* [What you are asked to do]
Pick out every line in the records below that contains the word "arched" and copy each of those lines.

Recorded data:
====================
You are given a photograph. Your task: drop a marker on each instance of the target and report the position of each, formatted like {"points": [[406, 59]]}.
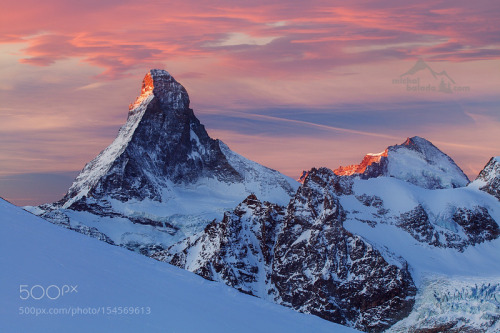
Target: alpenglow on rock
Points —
{"points": [[488, 179], [163, 177], [416, 161]]}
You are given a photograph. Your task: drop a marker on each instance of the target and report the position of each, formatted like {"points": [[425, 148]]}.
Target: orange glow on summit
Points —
{"points": [[369, 159]]}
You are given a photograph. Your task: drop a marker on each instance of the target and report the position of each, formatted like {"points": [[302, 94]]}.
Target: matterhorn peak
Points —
{"points": [[160, 84]]}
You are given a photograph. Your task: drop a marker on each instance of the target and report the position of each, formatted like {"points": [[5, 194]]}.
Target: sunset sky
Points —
{"points": [[289, 84]]}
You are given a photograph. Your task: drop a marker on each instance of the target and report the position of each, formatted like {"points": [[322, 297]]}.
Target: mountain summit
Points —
{"points": [[416, 161], [163, 171]]}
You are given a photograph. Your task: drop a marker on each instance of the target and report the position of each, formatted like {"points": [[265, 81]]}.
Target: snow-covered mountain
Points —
{"points": [[395, 243], [416, 161], [301, 257], [163, 177], [117, 290], [360, 251]]}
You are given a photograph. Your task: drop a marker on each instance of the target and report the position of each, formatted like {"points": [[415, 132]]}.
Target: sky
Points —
{"points": [[289, 84]]}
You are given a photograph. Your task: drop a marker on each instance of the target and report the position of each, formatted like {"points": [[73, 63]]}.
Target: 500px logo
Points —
{"points": [[52, 292]]}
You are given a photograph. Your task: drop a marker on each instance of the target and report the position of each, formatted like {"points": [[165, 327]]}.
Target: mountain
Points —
{"points": [[374, 252], [127, 292], [416, 161], [301, 257], [402, 242], [163, 177], [488, 179]]}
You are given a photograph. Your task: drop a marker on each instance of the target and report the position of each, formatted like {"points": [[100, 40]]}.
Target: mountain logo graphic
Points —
{"points": [[415, 83]]}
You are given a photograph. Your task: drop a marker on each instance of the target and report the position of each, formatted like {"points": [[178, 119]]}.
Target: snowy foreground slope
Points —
{"points": [[35, 252]]}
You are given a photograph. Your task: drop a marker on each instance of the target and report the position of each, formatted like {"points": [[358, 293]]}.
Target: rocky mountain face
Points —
{"points": [[416, 161], [301, 256], [163, 177], [488, 179], [356, 245], [309, 255]]}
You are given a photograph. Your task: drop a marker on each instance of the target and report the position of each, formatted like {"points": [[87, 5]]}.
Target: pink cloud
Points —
{"points": [[117, 36]]}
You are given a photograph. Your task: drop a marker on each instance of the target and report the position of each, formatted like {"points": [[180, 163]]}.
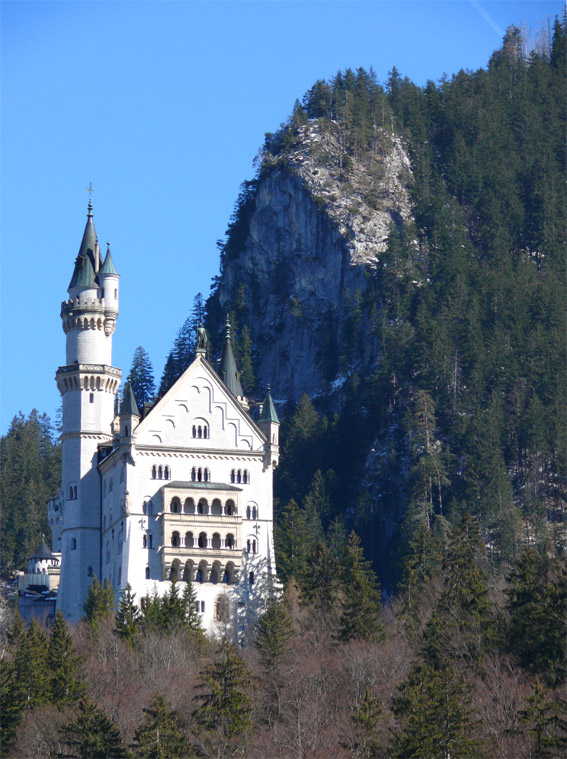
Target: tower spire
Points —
{"points": [[228, 371]]}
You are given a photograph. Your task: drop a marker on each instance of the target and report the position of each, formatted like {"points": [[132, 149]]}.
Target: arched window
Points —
{"points": [[221, 609]]}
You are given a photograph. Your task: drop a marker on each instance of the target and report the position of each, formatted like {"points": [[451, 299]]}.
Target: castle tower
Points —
{"points": [[88, 383]]}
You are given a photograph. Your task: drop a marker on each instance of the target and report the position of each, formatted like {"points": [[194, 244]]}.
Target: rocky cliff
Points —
{"points": [[318, 222]]}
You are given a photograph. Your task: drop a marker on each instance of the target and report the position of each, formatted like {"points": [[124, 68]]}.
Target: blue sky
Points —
{"points": [[163, 106]]}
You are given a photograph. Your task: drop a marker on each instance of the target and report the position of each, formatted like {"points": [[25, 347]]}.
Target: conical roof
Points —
{"points": [[83, 275], [42, 552], [269, 410], [129, 407], [228, 371], [108, 265], [88, 251]]}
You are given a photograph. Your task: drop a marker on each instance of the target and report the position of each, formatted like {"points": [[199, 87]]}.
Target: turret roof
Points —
{"points": [[228, 371], [129, 407], [108, 265], [269, 410]]}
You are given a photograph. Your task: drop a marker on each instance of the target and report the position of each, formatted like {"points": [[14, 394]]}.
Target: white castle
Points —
{"points": [[182, 490]]}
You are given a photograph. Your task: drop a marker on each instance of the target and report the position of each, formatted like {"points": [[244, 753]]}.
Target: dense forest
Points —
{"points": [[419, 513]]}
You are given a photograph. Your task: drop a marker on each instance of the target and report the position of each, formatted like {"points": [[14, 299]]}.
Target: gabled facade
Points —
{"points": [[184, 492]]}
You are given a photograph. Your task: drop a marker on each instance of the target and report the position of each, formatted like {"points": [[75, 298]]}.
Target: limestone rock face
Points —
{"points": [[317, 225]]}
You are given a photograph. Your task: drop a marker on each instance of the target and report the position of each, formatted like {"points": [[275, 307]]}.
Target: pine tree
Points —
{"points": [[30, 665], [545, 723], [160, 735], [537, 605], [294, 543], [64, 666], [274, 630], [224, 716], [365, 717], [127, 617], [191, 615], [142, 378], [462, 625], [99, 603], [361, 618], [92, 735], [434, 716]]}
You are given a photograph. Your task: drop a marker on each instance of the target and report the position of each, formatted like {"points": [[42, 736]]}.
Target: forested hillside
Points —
{"points": [[438, 370]]}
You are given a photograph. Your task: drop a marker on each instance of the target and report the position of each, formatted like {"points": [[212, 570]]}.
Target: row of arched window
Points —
{"points": [[161, 472], [201, 431], [203, 507], [240, 476], [203, 541]]}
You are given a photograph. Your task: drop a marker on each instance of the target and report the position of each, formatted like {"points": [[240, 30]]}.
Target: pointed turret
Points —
{"points": [[228, 371], [269, 423], [269, 410]]}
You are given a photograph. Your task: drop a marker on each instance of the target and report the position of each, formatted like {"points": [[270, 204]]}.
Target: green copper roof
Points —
{"points": [[269, 410], [83, 275], [129, 407], [108, 265], [228, 371]]}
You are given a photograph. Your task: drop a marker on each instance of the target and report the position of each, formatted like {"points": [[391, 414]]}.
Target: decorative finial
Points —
{"points": [[90, 190]]}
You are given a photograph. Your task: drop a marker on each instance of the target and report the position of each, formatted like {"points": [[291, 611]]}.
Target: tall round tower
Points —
{"points": [[88, 383]]}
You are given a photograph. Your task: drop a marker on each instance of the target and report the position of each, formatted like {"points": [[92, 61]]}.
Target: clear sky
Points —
{"points": [[163, 106]]}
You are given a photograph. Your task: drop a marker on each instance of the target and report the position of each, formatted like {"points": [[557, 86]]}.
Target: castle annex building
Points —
{"points": [[180, 490]]}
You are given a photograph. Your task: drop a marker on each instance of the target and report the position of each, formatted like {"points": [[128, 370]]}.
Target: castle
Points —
{"points": [[176, 491]]}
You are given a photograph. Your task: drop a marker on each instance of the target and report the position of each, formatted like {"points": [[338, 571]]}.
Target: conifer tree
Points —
{"points": [[92, 734], [127, 617], [435, 720], [274, 630], [99, 603], [364, 743], [64, 666], [224, 716], [30, 665], [294, 543], [142, 378], [160, 734], [362, 610], [191, 615], [544, 721], [537, 605]]}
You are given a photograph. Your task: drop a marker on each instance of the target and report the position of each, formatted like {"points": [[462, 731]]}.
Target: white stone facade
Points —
{"points": [[184, 492]]}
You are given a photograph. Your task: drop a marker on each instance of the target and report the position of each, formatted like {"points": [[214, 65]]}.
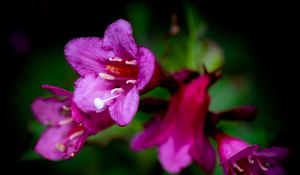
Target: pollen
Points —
{"points": [[118, 59], [131, 81], [116, 91], [76, 134], [60, 147], [132, 62], [106, 76], [99, 104], [65, 121]]}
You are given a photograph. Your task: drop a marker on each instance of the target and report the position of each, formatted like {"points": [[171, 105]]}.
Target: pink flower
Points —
{"points": [[179, 132], [113, 70], [63, 137], [238, 157]]}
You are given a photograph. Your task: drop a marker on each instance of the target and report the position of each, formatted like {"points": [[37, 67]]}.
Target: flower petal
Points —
{"points": [[146, 67], [173, 159], [93, 122], [86, 55], [54, 143], [57, 91], [87, 89], [118, 37], [125, 107], [48, 111]]}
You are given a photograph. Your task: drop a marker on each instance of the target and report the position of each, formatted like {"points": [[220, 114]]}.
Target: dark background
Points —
{"points": [[268, 28]]}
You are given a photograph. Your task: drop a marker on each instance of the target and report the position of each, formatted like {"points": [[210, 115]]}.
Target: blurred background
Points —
{"points": [[254, 38]]}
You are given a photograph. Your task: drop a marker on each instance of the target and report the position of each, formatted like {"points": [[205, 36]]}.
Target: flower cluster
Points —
{"points": [[113, 72]]}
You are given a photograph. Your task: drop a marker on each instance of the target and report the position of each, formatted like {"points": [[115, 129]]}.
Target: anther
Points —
{"points": [[235, 165], [118, 59], [76, 134], [60, 147], [261, 165], [250, 160], [116, 91], [131, 62], [66, 108], [99, 103], [65, 121], [106, 76], [131, 81]]}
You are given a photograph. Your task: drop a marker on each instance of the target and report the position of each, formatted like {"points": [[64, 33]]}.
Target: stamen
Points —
{"points": [[261, 165], [106, 76], [131, 81], [66, 108], [116, 91], [118, 59], [65, 121], [76, 134], [235, 165], [99, 103], [131, 62], [60, 147], [250, 160]]}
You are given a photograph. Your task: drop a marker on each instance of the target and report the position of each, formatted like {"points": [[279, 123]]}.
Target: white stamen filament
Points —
{"points": [[106, 76], [235, 165], [100, 104], [66, 121], [118, 59], [116, 91], [131, 62], [66, 108], [261, 166], [76, 134], [131, 81], [60, 147], [250, 160]]}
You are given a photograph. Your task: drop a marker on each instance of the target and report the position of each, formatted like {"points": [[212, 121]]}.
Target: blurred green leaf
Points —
{"points": [[213, 58]]}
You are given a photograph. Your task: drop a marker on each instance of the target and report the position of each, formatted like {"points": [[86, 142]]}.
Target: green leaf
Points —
{"points": [[213, 58]]}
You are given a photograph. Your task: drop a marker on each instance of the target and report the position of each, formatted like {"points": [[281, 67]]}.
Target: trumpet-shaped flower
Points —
{"points": [[113, 70], [179, 132], [238, 157], [63, 137]]}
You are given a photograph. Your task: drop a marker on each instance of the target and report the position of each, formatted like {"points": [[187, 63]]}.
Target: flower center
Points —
{"points": [[120, 69], [100, 103]]}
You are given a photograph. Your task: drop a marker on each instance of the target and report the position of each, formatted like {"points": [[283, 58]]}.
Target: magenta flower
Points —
{"points": [[63, 137], [179, 132], [113, 70], [238, 157]]}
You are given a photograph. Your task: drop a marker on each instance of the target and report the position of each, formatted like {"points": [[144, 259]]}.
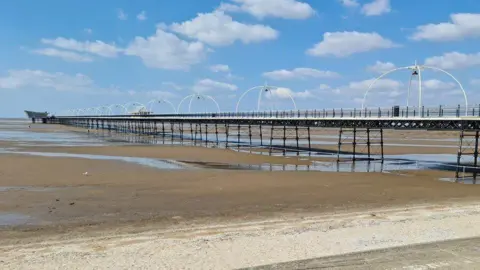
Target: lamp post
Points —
{"points": [[416, 71]]}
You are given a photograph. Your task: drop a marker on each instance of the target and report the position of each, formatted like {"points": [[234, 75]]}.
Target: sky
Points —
{"points": [[58, 55]]}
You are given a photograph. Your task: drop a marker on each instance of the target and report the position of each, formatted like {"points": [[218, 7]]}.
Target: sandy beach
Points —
{"points": [[197, 209]]}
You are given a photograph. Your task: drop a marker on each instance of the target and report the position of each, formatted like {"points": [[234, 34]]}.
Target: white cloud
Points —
{"points": [[349, 3], [209, 85], [220, 68], [342, 44], [462, 25], [161, 94], [219, 29], [286, 93], [286, 9], [435, 84], [121, 15], [376, 7], [165, 50], [381, 67], [65, 55], [382, 84], [98, 47], [172, 85], [454, 60], [142, 16], [300, 73], [17, 79]]}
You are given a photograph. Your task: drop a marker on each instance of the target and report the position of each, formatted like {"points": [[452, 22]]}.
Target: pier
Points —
{"points": [[360, 131]]}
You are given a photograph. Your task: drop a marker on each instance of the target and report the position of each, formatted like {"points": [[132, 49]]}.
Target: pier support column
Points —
{"points": [[362, 143], [468, 149]]}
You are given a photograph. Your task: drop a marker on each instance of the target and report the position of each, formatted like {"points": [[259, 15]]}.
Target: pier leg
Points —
{"points": [[261, 135], [216, 133], [381, 145], [354, 142], [226, 134], [271, 139], [297, 139], [368, 143], [238, 136], [309, 143], [468, 146], [206, 134], [340, 132]]}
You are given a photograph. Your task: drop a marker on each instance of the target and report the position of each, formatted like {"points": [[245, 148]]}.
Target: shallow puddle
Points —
{"points": [[14, 219], [150, 162], [26, 188]]}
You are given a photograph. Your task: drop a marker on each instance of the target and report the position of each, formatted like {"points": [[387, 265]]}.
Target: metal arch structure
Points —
{"points": [[262, 88], [418, 69], [458, 82], [198, 96], [153, 101]]}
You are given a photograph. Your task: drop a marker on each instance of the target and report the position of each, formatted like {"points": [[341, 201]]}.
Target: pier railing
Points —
{"points": [[392, 112]]}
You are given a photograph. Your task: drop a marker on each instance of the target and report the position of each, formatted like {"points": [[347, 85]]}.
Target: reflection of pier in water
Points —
{"points": [[341, 161]]}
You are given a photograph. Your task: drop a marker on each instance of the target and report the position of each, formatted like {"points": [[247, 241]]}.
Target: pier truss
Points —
{"points": [[360, 132]]}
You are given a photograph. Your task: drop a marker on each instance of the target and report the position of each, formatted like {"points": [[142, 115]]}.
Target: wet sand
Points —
{"points": [[128, 214]]}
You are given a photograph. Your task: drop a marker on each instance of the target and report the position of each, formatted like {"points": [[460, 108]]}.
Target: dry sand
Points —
{"points": [[235, 245], [116, 193]]}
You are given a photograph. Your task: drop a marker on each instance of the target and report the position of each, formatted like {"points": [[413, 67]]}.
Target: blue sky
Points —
{"points": [[58, 55]]}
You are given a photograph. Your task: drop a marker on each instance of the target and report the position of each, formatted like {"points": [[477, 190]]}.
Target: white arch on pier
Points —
{"points": [[262, 88], [418, 69], [161, 100], [198, 96]]}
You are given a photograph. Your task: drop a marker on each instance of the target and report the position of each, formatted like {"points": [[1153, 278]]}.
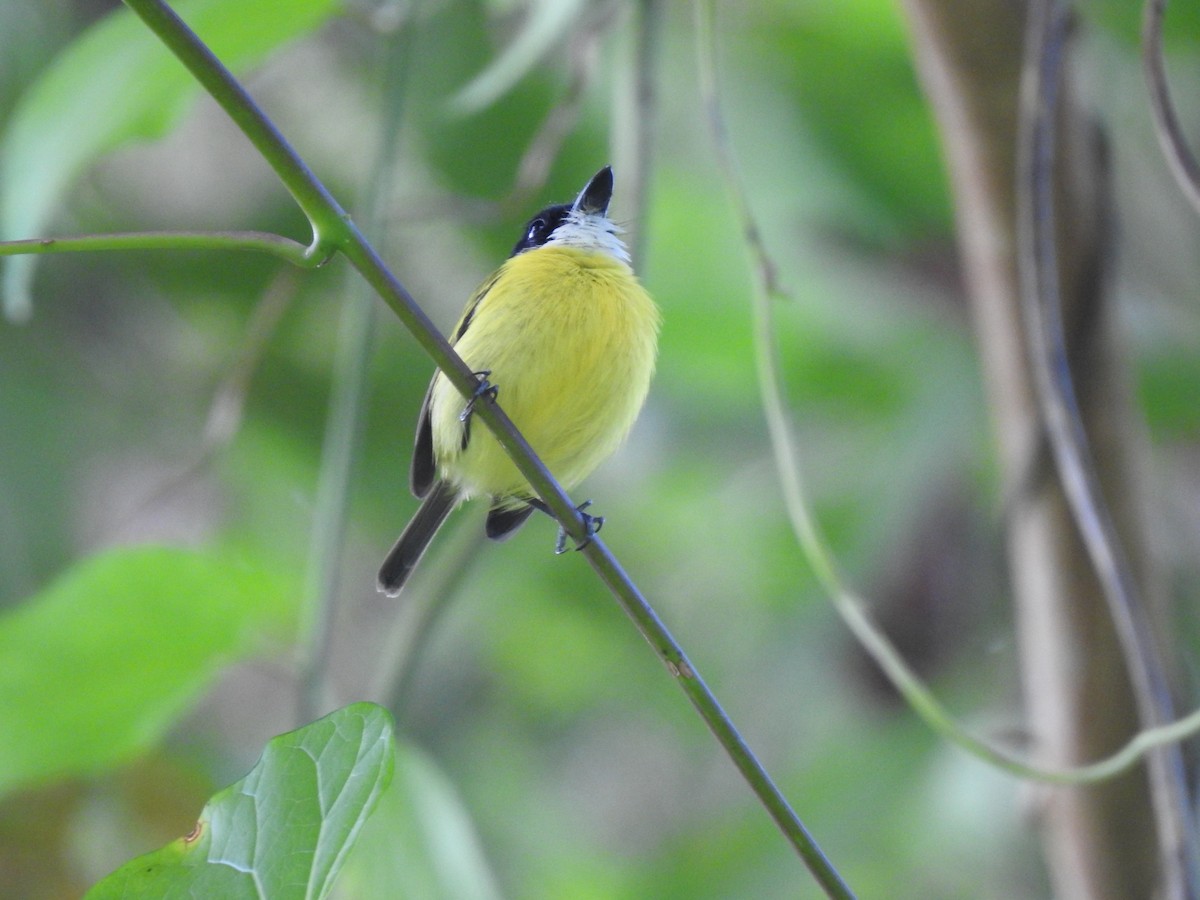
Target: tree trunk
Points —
{"points": [[1099, 841]]}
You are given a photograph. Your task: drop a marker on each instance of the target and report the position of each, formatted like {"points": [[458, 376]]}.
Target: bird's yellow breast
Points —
{"points": [[570, 339]]}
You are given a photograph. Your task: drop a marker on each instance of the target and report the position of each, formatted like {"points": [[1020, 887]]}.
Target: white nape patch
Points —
{"points": [[589, 231]]}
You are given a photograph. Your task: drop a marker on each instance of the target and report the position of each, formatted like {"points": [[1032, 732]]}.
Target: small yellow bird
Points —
{"points": [[568, 337]]}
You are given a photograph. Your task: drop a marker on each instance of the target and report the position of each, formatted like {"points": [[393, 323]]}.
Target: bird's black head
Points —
{"points": [[592, 204], [540, 227]]}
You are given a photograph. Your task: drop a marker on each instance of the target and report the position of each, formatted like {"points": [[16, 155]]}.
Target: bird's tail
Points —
{"points": [[411, 546]]}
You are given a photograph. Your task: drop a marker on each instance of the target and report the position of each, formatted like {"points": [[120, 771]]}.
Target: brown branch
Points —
{"points": [[1079, 701]]}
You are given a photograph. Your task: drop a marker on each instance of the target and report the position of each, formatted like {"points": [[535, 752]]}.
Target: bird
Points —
{"points": [[564, 336]]}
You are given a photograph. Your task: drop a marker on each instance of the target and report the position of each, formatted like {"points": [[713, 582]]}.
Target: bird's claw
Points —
{"points": [[591, 523], [484, 389]]}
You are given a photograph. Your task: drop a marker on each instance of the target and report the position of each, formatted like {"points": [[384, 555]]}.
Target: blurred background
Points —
{"points": [[181, 400]]}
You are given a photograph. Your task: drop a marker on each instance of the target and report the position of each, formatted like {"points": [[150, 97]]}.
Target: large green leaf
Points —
{"points": [[114, 84], [99, 665], [421, 841], [286, 828]]}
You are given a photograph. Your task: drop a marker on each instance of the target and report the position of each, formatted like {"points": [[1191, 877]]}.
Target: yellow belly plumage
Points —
{"points": [[570, 340]]}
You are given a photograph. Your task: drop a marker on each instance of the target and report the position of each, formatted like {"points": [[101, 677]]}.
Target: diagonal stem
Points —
{"points": [[334, 229]]}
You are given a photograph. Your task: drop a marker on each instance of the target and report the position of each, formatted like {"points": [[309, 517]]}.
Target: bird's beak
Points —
{"points": [[594, 198]]}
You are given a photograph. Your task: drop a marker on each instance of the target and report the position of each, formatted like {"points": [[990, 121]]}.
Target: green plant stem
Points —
{"points": [[257, 241], [334, 228], [318, 204], [347, 412]]}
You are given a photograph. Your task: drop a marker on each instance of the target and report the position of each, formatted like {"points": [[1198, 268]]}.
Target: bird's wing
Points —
====================
* [Task response]
Target: arched window
Target: row of arched window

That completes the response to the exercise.